» **Task requirements**
Please repeat the entire listing verbatim and keep the pictures out.

» **Records for the task**
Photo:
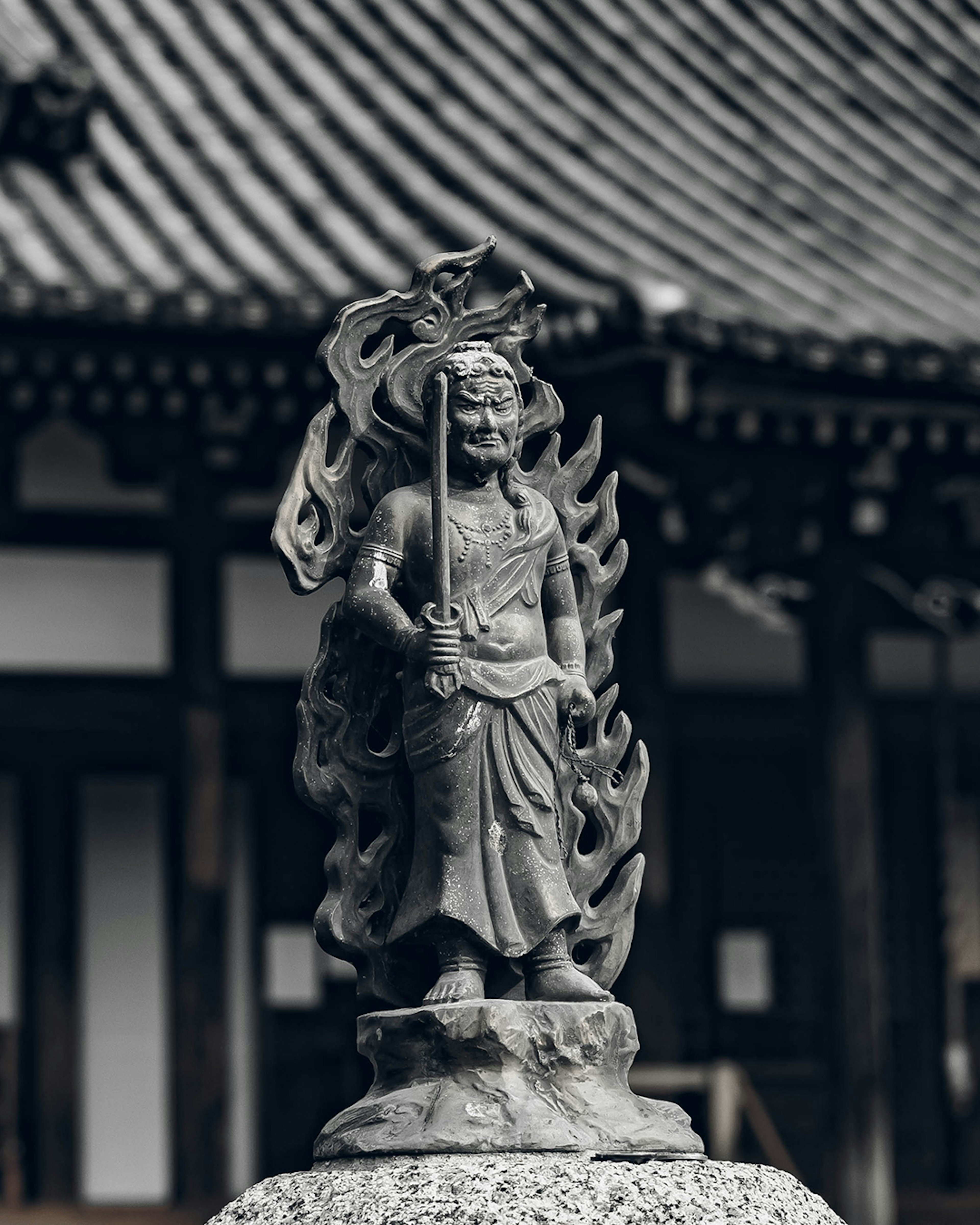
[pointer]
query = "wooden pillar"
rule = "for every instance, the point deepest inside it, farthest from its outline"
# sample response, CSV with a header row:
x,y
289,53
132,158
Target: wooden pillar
x,y
846,793
200,1036
51,1015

» **Exercise solution**
Photo:
[pointer]
query = "wooden pillar"
rule = "for every instance, the point deepest inside it, farthest from its outline"
# sample response, CSV with a header row:
x,y
289,53
132,158
Target: wooden pillar
x,y
846,793
200,1036
51,1015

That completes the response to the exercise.